Coordinate annotation entries
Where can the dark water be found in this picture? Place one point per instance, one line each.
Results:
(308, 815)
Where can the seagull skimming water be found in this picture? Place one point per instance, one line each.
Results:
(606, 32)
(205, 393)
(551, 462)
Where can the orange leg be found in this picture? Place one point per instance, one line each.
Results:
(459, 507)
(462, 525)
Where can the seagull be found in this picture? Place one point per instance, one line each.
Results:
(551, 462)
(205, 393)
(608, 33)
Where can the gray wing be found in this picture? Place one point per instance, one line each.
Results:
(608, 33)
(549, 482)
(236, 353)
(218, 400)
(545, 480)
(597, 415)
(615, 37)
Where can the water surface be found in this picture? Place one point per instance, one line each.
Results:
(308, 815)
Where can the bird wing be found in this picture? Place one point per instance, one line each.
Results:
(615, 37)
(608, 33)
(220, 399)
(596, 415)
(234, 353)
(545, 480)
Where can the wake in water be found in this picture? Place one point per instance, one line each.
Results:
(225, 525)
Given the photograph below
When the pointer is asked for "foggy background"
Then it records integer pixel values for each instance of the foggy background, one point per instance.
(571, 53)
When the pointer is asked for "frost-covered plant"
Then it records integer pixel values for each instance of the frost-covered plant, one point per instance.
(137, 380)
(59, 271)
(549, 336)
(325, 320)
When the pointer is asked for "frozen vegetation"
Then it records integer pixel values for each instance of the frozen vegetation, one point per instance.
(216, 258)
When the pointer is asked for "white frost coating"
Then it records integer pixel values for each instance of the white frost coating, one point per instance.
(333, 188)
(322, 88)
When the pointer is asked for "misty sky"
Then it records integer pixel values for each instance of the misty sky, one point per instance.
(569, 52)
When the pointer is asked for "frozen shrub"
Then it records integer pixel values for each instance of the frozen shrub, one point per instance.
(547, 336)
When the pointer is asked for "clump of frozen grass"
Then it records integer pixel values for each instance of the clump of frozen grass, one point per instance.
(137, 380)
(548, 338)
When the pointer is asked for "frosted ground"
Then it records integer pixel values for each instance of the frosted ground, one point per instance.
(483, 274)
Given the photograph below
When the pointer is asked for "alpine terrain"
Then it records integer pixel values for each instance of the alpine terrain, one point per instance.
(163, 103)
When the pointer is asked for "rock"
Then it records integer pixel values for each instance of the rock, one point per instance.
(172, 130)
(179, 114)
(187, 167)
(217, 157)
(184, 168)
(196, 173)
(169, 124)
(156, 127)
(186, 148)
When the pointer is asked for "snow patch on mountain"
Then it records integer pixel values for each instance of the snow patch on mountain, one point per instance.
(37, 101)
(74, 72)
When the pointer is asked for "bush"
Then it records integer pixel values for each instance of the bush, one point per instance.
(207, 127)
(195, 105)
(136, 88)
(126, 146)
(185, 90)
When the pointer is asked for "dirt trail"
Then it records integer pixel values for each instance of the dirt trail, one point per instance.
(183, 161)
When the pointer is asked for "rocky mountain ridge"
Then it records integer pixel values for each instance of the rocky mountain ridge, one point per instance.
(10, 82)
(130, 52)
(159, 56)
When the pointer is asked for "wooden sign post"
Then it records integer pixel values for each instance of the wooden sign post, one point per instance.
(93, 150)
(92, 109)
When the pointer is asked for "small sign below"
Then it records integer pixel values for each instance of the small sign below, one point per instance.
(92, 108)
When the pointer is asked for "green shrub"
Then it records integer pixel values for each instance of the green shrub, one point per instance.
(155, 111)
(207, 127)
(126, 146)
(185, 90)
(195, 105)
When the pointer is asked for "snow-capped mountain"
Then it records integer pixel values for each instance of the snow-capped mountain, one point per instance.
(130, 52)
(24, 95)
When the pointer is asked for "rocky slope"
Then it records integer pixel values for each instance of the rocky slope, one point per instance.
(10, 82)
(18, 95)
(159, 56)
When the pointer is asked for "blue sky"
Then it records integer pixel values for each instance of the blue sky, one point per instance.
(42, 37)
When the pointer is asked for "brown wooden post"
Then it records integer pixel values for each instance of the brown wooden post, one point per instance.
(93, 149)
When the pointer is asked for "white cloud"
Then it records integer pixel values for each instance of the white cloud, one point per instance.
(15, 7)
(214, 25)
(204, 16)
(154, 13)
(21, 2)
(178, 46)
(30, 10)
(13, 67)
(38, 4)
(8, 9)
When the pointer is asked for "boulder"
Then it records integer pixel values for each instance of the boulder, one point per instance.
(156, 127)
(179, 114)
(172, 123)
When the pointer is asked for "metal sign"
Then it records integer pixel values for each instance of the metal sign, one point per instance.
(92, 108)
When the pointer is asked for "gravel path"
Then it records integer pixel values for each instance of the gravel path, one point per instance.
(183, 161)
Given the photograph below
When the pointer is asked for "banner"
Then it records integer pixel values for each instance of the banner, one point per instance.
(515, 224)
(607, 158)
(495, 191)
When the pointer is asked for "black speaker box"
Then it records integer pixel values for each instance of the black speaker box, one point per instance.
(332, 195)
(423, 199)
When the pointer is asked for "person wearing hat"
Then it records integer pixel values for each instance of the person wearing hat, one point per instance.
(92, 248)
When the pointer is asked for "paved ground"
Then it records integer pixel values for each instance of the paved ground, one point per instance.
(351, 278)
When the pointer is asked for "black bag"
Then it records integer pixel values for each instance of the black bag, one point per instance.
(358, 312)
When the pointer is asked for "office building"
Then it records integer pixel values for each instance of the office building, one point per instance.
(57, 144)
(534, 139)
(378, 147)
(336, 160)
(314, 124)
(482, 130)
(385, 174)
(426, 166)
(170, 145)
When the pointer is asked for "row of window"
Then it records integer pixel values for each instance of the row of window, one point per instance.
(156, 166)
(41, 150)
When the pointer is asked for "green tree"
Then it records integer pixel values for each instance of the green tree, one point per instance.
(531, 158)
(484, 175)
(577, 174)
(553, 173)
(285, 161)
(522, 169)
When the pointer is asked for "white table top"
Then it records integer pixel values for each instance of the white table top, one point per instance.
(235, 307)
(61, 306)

Your objective ->
Count the lines in the records above that contain the string "window", treating uppercase and lowercase letters as distinct. Give only the number.

Task answer ->
2